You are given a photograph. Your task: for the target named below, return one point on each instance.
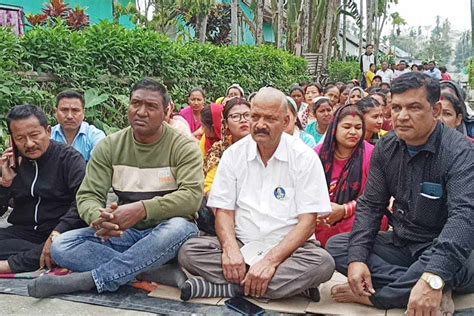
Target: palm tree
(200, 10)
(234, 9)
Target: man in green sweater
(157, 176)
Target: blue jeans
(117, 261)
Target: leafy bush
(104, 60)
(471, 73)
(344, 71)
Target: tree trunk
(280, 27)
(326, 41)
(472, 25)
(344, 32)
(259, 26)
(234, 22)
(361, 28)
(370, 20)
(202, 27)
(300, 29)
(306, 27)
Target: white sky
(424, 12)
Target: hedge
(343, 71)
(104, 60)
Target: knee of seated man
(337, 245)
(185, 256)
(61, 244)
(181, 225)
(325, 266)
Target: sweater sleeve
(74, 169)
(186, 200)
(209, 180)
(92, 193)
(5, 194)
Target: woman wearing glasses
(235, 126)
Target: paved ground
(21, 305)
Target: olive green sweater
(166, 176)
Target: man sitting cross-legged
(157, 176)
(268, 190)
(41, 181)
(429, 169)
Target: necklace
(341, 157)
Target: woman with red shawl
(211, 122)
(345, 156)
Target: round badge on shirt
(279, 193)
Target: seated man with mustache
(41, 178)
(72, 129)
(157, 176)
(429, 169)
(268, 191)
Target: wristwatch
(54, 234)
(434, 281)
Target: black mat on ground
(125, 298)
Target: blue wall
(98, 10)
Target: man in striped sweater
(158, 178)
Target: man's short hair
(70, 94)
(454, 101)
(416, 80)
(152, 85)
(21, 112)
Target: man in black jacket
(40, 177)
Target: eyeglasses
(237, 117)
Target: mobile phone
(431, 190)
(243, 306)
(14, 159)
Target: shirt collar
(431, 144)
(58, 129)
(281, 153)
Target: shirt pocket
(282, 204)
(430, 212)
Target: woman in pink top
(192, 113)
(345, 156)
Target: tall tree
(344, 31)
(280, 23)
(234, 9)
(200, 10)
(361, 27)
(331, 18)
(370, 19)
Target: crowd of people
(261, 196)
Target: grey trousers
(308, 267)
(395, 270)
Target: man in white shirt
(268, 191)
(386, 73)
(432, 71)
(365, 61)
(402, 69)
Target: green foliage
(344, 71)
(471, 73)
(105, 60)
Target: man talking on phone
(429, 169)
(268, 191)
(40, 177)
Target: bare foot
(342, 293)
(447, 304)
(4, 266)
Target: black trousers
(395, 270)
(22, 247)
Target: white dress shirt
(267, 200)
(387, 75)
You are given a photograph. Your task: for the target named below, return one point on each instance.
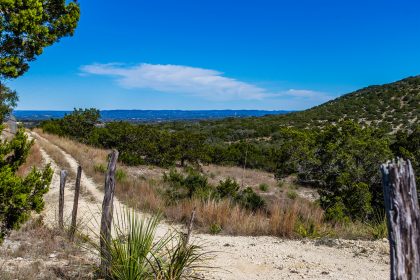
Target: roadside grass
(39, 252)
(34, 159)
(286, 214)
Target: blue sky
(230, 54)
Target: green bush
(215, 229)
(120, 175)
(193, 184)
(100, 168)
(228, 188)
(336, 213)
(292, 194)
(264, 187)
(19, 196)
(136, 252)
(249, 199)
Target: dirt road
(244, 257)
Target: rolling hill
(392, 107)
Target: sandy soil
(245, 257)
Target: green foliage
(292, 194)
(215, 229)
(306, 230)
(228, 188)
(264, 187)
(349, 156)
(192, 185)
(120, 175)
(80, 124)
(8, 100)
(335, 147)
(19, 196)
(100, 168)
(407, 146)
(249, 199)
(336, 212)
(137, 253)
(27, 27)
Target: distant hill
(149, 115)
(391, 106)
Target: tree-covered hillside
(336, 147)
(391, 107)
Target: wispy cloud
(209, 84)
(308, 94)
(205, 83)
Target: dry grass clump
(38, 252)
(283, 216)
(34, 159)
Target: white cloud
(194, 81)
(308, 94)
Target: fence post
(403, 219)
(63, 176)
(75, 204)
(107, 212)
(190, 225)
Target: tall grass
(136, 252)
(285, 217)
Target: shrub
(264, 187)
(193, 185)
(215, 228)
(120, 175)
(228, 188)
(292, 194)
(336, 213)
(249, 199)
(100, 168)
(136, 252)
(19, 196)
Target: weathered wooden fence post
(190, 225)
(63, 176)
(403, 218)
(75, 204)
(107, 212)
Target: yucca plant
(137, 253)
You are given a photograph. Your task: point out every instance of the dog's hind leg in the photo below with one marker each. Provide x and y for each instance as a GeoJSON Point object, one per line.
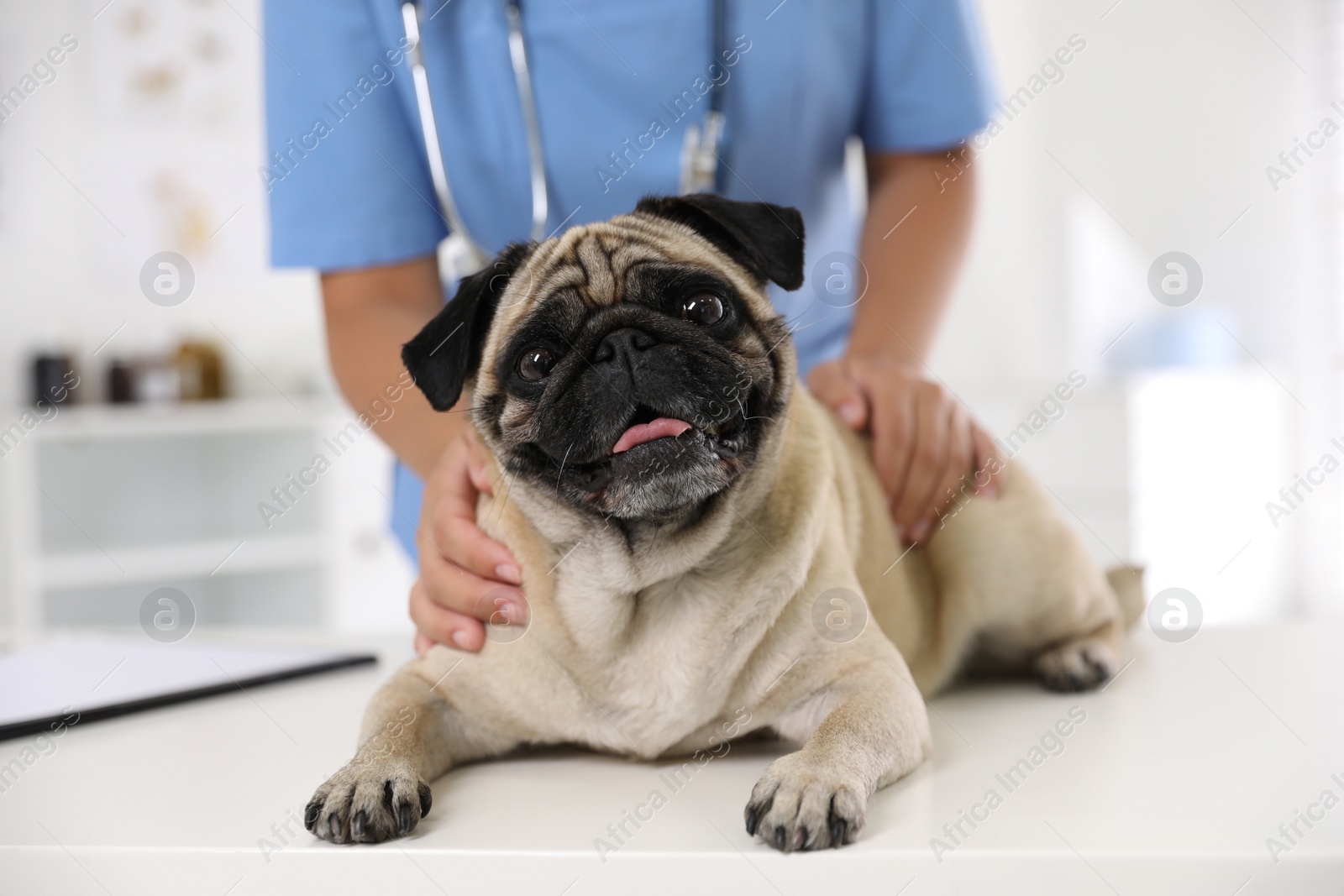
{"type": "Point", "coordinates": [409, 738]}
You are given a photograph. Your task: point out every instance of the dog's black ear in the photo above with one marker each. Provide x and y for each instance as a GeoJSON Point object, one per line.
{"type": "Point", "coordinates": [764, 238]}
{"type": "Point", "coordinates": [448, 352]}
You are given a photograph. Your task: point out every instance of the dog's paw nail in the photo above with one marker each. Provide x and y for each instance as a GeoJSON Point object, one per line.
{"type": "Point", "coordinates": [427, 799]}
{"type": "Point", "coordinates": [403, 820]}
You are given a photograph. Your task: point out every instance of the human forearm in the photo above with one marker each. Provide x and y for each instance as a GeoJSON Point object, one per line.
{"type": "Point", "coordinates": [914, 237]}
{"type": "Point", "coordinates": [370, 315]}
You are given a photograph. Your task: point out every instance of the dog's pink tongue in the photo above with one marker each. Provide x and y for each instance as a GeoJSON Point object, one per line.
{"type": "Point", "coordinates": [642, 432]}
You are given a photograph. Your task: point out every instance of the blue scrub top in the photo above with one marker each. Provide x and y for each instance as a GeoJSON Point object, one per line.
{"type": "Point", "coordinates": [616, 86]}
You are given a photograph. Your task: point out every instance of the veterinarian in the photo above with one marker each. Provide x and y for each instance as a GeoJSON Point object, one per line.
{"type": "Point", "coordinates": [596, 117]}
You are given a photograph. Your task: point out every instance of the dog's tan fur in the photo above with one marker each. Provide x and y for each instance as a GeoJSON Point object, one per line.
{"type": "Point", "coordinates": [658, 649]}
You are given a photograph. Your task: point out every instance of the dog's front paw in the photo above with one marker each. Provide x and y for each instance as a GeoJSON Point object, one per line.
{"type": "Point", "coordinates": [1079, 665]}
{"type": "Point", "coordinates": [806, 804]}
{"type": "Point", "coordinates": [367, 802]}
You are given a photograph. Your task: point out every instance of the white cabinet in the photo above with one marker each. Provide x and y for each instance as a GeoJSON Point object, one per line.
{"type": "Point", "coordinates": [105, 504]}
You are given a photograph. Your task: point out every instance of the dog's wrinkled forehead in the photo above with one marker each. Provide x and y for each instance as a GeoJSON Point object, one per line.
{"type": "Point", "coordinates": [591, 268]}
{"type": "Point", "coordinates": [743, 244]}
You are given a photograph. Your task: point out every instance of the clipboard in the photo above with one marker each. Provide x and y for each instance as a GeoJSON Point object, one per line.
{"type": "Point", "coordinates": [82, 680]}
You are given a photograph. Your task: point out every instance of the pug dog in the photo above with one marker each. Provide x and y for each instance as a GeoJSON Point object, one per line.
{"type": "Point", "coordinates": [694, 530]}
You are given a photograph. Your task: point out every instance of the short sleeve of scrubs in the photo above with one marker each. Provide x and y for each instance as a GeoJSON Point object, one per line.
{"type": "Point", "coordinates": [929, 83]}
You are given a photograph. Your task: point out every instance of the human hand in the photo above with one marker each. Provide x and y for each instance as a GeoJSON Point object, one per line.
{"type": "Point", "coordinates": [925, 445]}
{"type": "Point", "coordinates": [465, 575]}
━━━━━━━━━━━━━━━━━━━━
_Work required:_ Return the listing above unaltered, omitting its pictures.

_Your solution:_
You are given a photograph. Your task: for the target named below, return one point on each instance.
Target: palm tree
(200, 10)
(234, 9)
Target: man in green sweater
(157, 176)
Target: blue jeans
(117, 261)
Target: leafy bush
(104, 60)
(471, 73)
(344, 71)
Target: tree trunk
(280, 27)
(326, 41)
(472, 25)
(344, 32)
(259, 26)
(234, 22)
(361, 28)
(370, 20)
(202, 27)
(300, 29)
(306, 27)
Target: white sky
(424, 12)
Target: hedge
(343, 71)
(104, 60)
Target: knee of seated man
(337, 245)
(185, 256)
(61, 244)
(181, 225)
(325, 266)
Target: sweater sleeve
(74, 169)
(186, 200)
(209, 180)
(92, 193)
(5, 194)
Target: woman wearing glasses
(235, 126)
Target: paved ground
(21, 305)
Target: olive green sweater
(166, 176)
Target: man sitting cross-legged
(157, 176)
(268, 190)
(41, 181)
(429, 169)
Target: necklace
(341, 157)
Target: woman with red shawl
(211, 122)
(345, 156)
Target: round badge on shirt
(279, 193)
Target: seated man with mustache
(41, 178)
(72, 129)
(157, 176)
(429, 169)
(268, 191)
Target: wristwatch
(54, 234)
(434, 281)
Target: black mat on ground
(125, 298)
Target: blue wall
(98, 10)
Target: man in striped sweater
(158, 178)
Target: man's short hair
(70, 94)
(454, 101)
(416, 80)
(152, 85)
(21, 112)
Target: man in black jacket
(40, 177)
Target: eyeglasses
(237, 117)
Target: mobile phone
(431, 190)
(243, 306)
(14, 159)
Target: shirt collar
(431, 144)
(58, 129)
(281, 153)
Target: shirt pocket
(282, 204)
(430, 212)
Target: woman in pink top
(192, 113)
(345, 156)
Target: tall tree
(344, 31)
(280, 23)
(234, 9)
(200, 10)
(361, 27)
(331, 18)
(370, 19)
Target: crowd of people
(261, 196)
Target: grey trousers
(308, 267)
(395, 270)
Target: man in white shirt
(268, 191)
(386, 73)
(432, 71)
(365, 61)
(402, 69)
Target: green foliage
(344, 71)
(471, 73)
(105, 60)
Target: man talking on phone
(429, 169)
(268, 191)
(40, 177)
Target: bare foot
(342, 293)
(447, 304)
(4, 266)
Target: black trousers
(395, 270)
(22, 247)
Target: white dress shirt
(267, 200)
(387, 75)
You are given a photograph. Your task: for the target named below, return one point on each instance.
Target: roadside grass
(39, 252)
(34, 159)
(286, 214)
Target: blue sky
(230, 54)
Target: green bush
(215, 229)
(120, 175)
(193, 184)
(100, 168)
(228, 188)
(336, 213)
(292, 194)
(264, 187)
(19, 196)
(136, 252)
(249, 199)
Target: dirt road
(244, 257)
Target: rolling hill
(392, 107)
Target: sandy soil
(245, 257)
Target: green foliage
(292, 194)
(215, 229)
(306, 230)
(228, 188)
(264, 187)
(349, 156)
(192, 185)
(120, 175)
(80, 124)
(8, 100)
(335, 147)
(19, 196)
(100, 168)
(407, 146)
(249, 199)
(336, 212)
(137, 253)
(27, 27)
Target: distant hill
(149, 115)
(391, 106)
Target: tree-covered hillside
(336, 147)
(391, 107)
Target: wispy cloud
(209, 84)
(308, 94)
(205, 83)
Target: dry grass clump
(38, 252)
(283, 216)
(34, 159)
Target: white cloud
(194, 81)
(308, 94)
Target: fence post
(403, 219)
(63, 176)
(75, 204)
(107, 212)
(190, 225)
Target: tall grass
(136, 252)
(285, 217)
Target: shrub
(264, 187)
(193, 185)
(215, 228)
(120, 175)
(228, 188)
(292, 194)
(336, 213)
(249, 199)
(100, 168)
(136, 252)
(19, 196)
Target: weathered wooden fence post
(190, 225)
(63, 176)
(403, 218)
(75, 204)
(107, 212)
Target: yucca plant
(137, 253)
You are given a photograph. Your task: point out every instance of the dog's hind leg in the photo below with one marker each. Provide x and y for each instance as a GeoJSON Point object, one per line.
{"type": "Point", "coordinates": [409, 738]}
You are given a photograph. Your task: point out every instance of the dog's black ear in the photo above with one marker each. Provide x and y for each instance as a GeoJSON Point object, one per line.
{"type": "Point", "coordinates": [764, 238]}
{"type": "Point", "coordinates": [448, 352]}
You are given a photograph. Your task: point out every instance of the dog's paw nail in the photo above with one marker each. Provide x and y for each instance as a GeoJSON Point object, one per line.
{"type": "Point", "coordinates": [427, 799]}
{"type": "Point", "coordinates": [403, 820]}
You are given a photograph. Your task: point out every instance of the human forearm in the photo above with one marker each. Provide x and y for each instance as a GeoJSON Point object, one per line.
{"type": "Point", "coordinates": [914, 237]}
{"type": "Point", "coordinates": [370, 315]}
You are given a photograph. Your task: point out every instance of the dog's pink tongue in the photo above with one marker each. Provide x and y for each instance as a GeoJSON Point object, one per line.
{"type": "Point", "coordinates": [642, 432]}
You are given a photograph. Your task: point out every instance of the blue scrub top in the photo above with one marker each. Provide x and y for each instance as a GeoJSON Point object, one per line.
{"type": "Point", "coordinates": [616, 86]}
You are given a photograph. Your task: point out every instance of the veterinarian in the photo above with one marker each. Provide x and y for each instance as a GeoJSON Point object, one per line.
{"type": "Point", "coordinates": [596, 117]}
You are given a photograph. Your task: point out every instance of the dog's tan fur in the photo above with one marker each. Provide x and y for each instance as a GeoJSON Point object, one per line.
{"type": "Point", "coordinates": [658, 649]}
You are given a photograph. Your task: point out every instance of the dog's front paw in the photo above with one marker each. Provide x and y for each instance as a GeoJSON Point object, one per line.
{"type": "Point", "coordinates": [1079, 665]}
{"type": "Point", "coordinates": [806, 804]}
{"type": "Point", "coordinates": [367, 802]}
You are given a photograph. Your task: point out every instance of the white cabinet in the photo above with one marker each. Provide x and y for each instance as a GeoJSON Point object, one per line.
{"type": "Point", "coordinates": [105, 504]}
You are given a photograph. Your task: point out every instance of the dog's wrinkled forehead in the photo above with one marker each. Provide x and y for each instance as a GeoJSON Point object, one per line.
{"type": "Point", "coordinates": [591, 268]}
{"type": "Point", "coordinates": [743, 244]}
You are given a photograph. Your task: point out every instance of the clipboard in the photo above with one marker each. Provide x and y for each instance as a GeoJSON Point object, one per line.
{"type": "Point", "coordinates": [82, 680]}
You are given a photograph. Your task: point out every instance of the pug dog in the photo above with one marker each. Provide x and y for each instance as a GeoJSON Point object, one per line.
{"type": "Point", "coordinates": [694, 530]}
You are given a photograph. Your task: point out every instance of the short sleeve of scrubs in the photo above with one marker each. Provide x and y for each instance as a GeoJSON Point object, one per line.
{"type": "Point", "coordinates": [929, 83]}
You are given a photograph. Your task: point out every instance of the human hand in the photo above with one marker each. Provide x and y for each instance as a GeoJSON Point object, one per line.
{"type": "Point", "coordinates": [925, 445]}
{"type": "Point", "coordinates": [465, 575]}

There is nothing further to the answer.